“We should remember that good fortune often happens when opportunity meets with preparation.” – Thomas A. Edison
The popularity of alternative investments has recently experienced a meteoric rise. While traditional investments such as stocks and bonds have their place in a diversified portfolio, more investors are turning to alternatives to more fully diversify their holdings, reduce risk, and potentially generate higher returns.
But what exactly are alternative assets, and why should more people consider them?
What Are Alternative Investments?
Stocks, bonds, and cash have a long history as the underlying foundation of portfolios. While they aren’t going away any time soon, additional opportunities must be considered to help offset their dampened returns in recent years.
Private equity, hedge funds, infrastructure, real estate, and even high-end collectibles all fall into this exciting field of assets. Jeff Black, a Bellwether portfolio manager with over 30 years of industry experience, sums it up tidily by acknowledging that "alternatives are often private compared to traditional stocks and bonds, which are predominately public."
What Are the Benefits of Alternative Investments?
Aside from what looks to be an opportunity for massive growth in the alternative investment market, hedging against inflation, and portfolio diversification, one of the most attractive aspects of these assets is their low correlation to public markets.
Black puts forward the notion that "alternatives can be, in many cases, less correlated to the other holdings in a portfolio and hence not subject to the same external influences," such as interest rates and other catalysts. “The fact that many alternatives are not ‘marked to market’ daily like public exchange vehicles can be of psychological benefit to investors," positing that "less volatility and measurement can optically be a plus for those who may fret otherwise or worry prematurely—sometimes in investing, the adage of ‘out of sight, out of mind’ holds true."
Taking these together, it’s not that alternatives will necessarily generate higher returns without fail, but rather that they can play a pivotal role in diversification. In a well-constructed portfolio, it is clear how each investment can play to its strengths and fill in the gaps where other assets may be lacking. For example, if the stock market is performing poorly, an investment in infrastructure or real estate may still generate positive returns during the downturn, creating a buffer against losses.
What Are the Disadvantages of Alternative Investments?
While alternative assets undoubtedly provide numerous advantages, no investment is perfect or risk-free.
By their nature, many alternatives are less liquid; unlike a publicly traded stock that can be sold with relative ease, it is much harder to do so for rare pieces of art. Another issue that should be addressed is the higher fees commonly associated with this asset class, which are largely due to its complexities. In most cases, the financial barriers to entry into alternative investments are insurmountable for many people and are often only available to accredited investors.
One misconception regarding alternatives is that they fall into a regulatory grey area, which tends to make investors uneasy. While some of the more esoteric options (such as fine art) may be subject to different rules, many managers in the alternative spaces are registered with the SEC in the US or a provincial securities commission in Canada.
Still, it can be difficult to conduct research without the proper tools. Black states that "proper due diligence must be performed and conveyed" to allay investors’ lack of knowledge and legitimate concerns. Crediting Bellwether, he is thankful for the "strong internal due diligence process that determines opportunities via quality managers" with the resources and expertise to "focus on a variety of unique strategies in the realm of alternatives."
Why Are Investors Excited About Alternative Investments?

◆ ◆ ◆ ◆ ◆ ◆ ◆

Revise the alternative investments text between "By their nature, many" and "to accredited investors.", inclusive, and give it again with "rare pieces of art" changed to "vintage automobiles".

◆ DATA SHOWN ◆
◆ ◆ ◆ ◆ ◆ ◆ ◆

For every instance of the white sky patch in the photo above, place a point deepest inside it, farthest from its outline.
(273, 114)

◆ ◆ ◆ ◆ ◆ ◆ ◆

◆ RESPONSE BELOW ◆
By their nature, many alternatives are less liquid; unlike a publicly traded stock that can be sold with relative ease, it is much harder to do so for vintage automobiles. Another issue that should be addressed is the higher fees commonly associated with this asset class, which are largely due to its complexities. In most cases, the financial barriers to entry into alternative investments are insurmountable for many people and are often only available to accredited investors.